## Your instructions
Pull out every line below that holds the word "field".

## Supplied data
──────
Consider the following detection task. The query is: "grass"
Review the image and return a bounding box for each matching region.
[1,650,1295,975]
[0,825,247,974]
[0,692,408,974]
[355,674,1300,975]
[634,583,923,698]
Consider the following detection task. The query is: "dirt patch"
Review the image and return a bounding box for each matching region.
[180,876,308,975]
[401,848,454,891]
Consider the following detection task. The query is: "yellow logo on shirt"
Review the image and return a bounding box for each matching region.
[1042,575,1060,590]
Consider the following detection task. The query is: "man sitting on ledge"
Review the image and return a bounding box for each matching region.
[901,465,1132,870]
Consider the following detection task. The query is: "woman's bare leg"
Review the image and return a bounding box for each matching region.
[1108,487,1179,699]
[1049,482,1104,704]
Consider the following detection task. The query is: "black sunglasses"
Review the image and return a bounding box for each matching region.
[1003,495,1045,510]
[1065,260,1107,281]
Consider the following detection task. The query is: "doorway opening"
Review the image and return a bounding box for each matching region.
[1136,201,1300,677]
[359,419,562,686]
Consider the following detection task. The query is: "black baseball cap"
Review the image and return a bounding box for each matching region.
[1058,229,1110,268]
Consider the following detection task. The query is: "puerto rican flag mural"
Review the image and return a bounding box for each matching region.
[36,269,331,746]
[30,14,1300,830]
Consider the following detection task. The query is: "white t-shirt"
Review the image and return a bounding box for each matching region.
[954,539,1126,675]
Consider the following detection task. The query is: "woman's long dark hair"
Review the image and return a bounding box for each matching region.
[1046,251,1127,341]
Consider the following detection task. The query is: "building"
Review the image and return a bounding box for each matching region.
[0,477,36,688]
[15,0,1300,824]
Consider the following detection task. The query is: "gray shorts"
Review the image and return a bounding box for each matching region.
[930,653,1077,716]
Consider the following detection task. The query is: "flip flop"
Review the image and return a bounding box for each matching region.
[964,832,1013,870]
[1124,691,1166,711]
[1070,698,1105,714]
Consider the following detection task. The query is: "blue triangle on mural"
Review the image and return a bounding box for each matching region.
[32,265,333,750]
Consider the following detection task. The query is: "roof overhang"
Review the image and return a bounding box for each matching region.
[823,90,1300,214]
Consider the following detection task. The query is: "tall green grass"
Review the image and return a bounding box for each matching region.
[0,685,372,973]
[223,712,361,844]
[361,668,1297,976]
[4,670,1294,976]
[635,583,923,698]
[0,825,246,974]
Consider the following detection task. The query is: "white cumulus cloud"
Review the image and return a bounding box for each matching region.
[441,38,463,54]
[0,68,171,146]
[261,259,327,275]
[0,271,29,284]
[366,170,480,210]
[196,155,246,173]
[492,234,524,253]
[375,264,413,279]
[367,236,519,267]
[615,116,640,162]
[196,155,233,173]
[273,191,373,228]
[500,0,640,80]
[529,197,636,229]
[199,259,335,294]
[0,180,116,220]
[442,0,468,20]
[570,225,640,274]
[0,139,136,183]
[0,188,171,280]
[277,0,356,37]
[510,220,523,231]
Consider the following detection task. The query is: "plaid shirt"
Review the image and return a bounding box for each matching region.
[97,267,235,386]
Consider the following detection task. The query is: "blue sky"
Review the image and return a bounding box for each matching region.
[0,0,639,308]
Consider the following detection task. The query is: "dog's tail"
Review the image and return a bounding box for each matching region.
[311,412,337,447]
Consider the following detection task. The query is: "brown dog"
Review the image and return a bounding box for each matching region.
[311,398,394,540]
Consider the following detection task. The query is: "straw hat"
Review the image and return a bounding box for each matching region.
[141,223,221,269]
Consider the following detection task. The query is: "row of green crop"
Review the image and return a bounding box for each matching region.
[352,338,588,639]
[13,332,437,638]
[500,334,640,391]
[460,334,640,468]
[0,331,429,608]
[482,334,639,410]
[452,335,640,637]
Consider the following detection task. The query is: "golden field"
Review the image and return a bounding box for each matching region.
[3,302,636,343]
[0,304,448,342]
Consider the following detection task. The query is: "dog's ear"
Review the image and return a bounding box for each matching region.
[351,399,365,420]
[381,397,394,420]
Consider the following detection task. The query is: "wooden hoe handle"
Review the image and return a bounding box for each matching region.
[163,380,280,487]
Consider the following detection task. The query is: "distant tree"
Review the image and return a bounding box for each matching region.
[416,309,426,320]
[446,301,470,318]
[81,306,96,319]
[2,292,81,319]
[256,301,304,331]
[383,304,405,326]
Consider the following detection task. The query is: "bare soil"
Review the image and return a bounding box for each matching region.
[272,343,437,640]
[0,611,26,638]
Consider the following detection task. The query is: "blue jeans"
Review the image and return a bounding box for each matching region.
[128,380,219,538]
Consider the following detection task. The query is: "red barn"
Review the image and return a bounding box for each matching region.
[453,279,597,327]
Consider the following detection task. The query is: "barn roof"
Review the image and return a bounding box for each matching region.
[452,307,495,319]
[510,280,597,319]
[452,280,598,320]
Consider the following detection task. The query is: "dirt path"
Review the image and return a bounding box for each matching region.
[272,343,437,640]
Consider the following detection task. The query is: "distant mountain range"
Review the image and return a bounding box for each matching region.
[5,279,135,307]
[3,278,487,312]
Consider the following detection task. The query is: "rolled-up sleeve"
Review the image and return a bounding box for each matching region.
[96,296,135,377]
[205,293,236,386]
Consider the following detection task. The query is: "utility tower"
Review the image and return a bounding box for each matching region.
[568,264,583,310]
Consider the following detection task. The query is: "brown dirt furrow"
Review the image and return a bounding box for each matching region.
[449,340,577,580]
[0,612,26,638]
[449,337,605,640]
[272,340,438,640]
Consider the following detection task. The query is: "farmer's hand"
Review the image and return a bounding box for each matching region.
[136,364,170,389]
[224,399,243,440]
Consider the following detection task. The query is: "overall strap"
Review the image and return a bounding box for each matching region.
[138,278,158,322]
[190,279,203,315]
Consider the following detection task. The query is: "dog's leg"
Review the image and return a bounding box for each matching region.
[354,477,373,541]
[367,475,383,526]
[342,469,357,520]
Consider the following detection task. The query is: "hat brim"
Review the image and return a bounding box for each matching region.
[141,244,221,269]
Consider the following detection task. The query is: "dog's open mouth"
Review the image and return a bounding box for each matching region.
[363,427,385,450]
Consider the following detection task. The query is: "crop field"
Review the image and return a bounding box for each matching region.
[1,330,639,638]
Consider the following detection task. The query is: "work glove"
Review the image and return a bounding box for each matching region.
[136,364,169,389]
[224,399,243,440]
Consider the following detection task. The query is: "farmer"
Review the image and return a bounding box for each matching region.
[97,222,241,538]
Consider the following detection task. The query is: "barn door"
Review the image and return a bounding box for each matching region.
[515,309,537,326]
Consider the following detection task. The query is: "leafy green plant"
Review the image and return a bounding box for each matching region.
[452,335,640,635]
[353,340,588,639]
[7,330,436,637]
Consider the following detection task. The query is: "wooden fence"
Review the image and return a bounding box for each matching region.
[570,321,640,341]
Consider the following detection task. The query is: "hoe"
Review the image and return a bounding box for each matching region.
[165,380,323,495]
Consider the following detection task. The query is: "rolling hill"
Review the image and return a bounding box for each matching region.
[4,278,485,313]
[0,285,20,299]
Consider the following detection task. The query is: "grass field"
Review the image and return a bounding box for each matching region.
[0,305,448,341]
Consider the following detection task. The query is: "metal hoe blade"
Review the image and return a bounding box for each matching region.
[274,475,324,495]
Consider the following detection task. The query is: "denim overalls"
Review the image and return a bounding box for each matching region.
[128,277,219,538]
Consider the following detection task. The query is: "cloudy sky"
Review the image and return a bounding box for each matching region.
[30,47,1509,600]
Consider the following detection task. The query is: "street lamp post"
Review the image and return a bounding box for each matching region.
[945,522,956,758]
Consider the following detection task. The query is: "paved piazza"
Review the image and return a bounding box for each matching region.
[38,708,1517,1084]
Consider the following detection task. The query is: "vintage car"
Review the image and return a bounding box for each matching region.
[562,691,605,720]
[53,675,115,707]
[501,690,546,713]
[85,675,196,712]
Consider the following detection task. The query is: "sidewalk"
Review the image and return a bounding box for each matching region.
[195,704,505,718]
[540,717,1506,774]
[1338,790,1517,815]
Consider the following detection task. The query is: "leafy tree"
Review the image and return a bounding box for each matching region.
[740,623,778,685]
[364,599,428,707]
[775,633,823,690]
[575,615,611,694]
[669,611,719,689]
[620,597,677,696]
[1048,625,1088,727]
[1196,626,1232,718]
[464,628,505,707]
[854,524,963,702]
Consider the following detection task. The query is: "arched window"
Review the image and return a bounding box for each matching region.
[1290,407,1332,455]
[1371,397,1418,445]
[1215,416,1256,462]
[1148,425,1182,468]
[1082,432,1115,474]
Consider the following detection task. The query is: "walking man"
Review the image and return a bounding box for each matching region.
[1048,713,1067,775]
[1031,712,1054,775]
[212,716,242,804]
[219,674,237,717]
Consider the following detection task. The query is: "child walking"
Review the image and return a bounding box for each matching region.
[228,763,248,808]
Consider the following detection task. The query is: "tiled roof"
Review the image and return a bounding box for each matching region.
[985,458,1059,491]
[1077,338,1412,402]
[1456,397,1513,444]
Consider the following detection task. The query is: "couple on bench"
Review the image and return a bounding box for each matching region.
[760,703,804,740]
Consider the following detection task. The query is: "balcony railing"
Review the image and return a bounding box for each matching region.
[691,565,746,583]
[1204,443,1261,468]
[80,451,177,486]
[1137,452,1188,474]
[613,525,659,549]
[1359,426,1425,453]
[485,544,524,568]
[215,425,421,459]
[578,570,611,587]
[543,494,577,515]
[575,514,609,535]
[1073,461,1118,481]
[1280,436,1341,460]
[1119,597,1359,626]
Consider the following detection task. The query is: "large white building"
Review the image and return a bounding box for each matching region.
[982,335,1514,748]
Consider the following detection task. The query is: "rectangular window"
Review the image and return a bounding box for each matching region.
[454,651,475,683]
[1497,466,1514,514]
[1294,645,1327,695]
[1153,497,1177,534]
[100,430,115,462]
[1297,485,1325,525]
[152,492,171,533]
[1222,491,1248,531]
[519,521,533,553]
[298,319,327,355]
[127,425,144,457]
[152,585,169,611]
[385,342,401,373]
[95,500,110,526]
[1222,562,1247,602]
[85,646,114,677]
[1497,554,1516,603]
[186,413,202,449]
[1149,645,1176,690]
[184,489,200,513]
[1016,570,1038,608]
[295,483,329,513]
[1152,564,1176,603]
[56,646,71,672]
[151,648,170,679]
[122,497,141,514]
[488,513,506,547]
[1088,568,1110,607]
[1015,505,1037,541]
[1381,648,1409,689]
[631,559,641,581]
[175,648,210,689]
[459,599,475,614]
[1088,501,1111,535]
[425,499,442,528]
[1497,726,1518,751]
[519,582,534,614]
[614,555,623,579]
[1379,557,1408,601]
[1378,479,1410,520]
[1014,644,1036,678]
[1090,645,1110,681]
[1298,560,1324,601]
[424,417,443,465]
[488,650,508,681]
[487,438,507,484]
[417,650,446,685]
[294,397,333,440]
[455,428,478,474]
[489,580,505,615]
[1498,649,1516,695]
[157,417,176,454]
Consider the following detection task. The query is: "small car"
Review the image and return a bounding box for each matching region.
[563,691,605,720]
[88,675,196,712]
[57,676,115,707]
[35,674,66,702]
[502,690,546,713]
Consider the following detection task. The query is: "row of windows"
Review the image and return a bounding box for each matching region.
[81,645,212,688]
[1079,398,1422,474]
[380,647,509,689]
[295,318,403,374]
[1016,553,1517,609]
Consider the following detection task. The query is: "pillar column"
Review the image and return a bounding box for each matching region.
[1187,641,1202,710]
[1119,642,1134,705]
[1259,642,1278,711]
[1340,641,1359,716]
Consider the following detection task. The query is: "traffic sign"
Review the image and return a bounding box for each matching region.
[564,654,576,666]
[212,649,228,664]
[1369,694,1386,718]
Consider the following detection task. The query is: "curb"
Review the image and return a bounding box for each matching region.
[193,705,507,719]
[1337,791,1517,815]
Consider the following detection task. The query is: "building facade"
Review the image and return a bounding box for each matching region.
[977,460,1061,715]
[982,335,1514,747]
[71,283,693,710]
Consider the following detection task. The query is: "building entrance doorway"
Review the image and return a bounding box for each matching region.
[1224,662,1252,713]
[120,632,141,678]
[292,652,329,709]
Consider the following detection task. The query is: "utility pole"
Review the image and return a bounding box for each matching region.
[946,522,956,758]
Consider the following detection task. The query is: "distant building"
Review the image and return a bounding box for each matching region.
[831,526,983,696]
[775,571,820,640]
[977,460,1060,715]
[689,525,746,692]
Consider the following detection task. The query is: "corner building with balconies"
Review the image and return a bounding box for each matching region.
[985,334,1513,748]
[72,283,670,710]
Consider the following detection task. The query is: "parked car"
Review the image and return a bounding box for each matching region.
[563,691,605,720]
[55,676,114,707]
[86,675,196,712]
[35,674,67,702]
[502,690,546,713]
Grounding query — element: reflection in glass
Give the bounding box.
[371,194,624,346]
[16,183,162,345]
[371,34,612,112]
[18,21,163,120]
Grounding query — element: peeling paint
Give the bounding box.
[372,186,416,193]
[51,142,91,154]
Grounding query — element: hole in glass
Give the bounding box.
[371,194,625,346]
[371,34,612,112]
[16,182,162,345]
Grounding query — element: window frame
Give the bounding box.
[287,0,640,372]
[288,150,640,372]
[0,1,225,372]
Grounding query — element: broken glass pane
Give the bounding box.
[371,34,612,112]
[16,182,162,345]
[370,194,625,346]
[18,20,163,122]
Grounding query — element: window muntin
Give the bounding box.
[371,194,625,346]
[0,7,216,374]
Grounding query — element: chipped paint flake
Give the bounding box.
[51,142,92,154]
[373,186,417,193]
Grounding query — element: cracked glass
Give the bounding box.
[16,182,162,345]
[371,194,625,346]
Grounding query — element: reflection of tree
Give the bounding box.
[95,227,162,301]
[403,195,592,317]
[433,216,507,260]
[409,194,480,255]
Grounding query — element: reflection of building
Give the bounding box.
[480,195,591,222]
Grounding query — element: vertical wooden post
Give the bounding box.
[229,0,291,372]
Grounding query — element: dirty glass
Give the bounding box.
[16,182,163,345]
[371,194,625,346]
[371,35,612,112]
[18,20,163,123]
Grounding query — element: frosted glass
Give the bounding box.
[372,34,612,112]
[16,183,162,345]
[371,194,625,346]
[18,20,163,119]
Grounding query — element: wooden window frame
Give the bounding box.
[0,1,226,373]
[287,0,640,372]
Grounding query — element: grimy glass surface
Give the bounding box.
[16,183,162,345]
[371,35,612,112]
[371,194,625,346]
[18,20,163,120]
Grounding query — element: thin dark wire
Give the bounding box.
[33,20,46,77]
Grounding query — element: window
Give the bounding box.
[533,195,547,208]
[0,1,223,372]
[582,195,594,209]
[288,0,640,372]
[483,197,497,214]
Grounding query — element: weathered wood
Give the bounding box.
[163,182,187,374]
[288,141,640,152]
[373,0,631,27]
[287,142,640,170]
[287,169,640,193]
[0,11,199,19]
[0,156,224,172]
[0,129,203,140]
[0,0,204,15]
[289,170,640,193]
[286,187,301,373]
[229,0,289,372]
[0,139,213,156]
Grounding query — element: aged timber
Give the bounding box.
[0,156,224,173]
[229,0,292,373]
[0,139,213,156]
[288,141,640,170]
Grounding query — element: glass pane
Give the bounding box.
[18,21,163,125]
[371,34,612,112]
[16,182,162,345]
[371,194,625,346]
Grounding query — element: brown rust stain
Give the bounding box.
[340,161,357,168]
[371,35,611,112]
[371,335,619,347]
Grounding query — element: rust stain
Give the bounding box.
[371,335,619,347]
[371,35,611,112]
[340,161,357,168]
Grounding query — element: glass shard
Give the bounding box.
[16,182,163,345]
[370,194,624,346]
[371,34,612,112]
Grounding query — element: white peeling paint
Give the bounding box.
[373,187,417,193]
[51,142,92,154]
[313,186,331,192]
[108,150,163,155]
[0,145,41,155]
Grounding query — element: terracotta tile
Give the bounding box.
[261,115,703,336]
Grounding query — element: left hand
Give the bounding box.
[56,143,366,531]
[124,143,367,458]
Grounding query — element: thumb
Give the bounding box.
──────
## Reply
Consider the following detection task. The query is: "golden field"
Consider the following detection task. The query is: "crop field"
Consider the following detection task. The query is: "grass field"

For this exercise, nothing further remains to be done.